(Document segment):
+-------+
First things first, note that what Schutz terms a gradient:
In fact, the gradient is a one-form, and understanding why helps us to
develop an intuitive understanding of one-forms.
is typically termed a differential in most modern mathematical books I have seen. Schutz is by no means the only one that seems to do so, however, Minser, Thorne, and Wheeler do so in their book Graviation, Sean Carrol does so in his lecture notes on GR, and you can find something similar even on this page. So at this point I assume this is just accepted physics convention. Most modern mathematical books I have read, however, define the gradient of $f$ at $x$ as the vector $\nabla f(x)$ such that $\langle \nabla f(x), v\rangle = df(x)(v)$, where $df(x)$ is the differential of $f$ at $x$ and $\langle \cdot, \cdot\rangle$ is an inner product. Note that with this definition you would get different gradients for different inner products, and if you don't have an inner product you wouldn't even be able to define the gradient, while you can define the differential even without an inner product in Banach spaces. Moreover if the function is not differentiable the gradient would also not be defined as defined in the encyclopediaofmath page (they are really defining the Jacobian matrix there).
+-------+
(Given information):
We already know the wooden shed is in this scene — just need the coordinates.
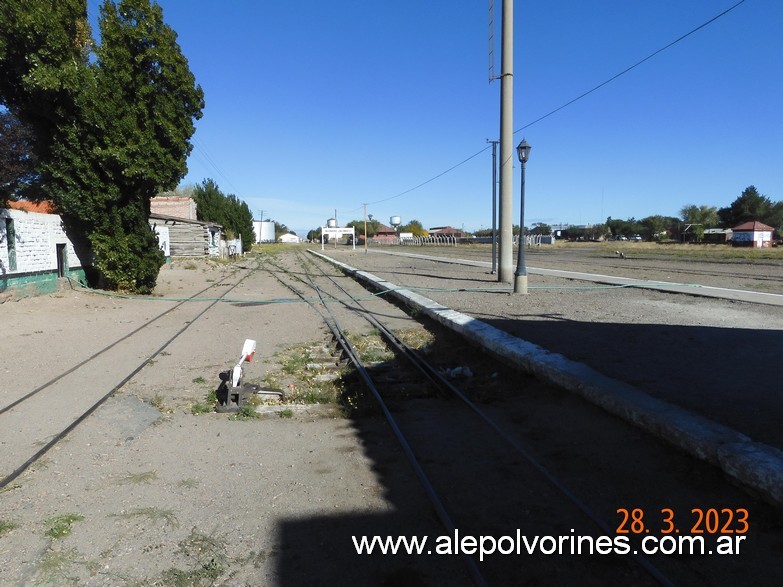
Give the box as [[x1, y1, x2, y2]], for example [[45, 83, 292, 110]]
+-------+
(Exercise brief): Please return, word for word, the part of the gradient-and-differential text starting with "First things first, note" and going on through "understanding of one-forms.".

(Final answer):
First things first, note that what Schutz terms a gradient:
In fact, the gradient is a one-form, and understanding why helps us to
develop an intuitive understanding of one-forms.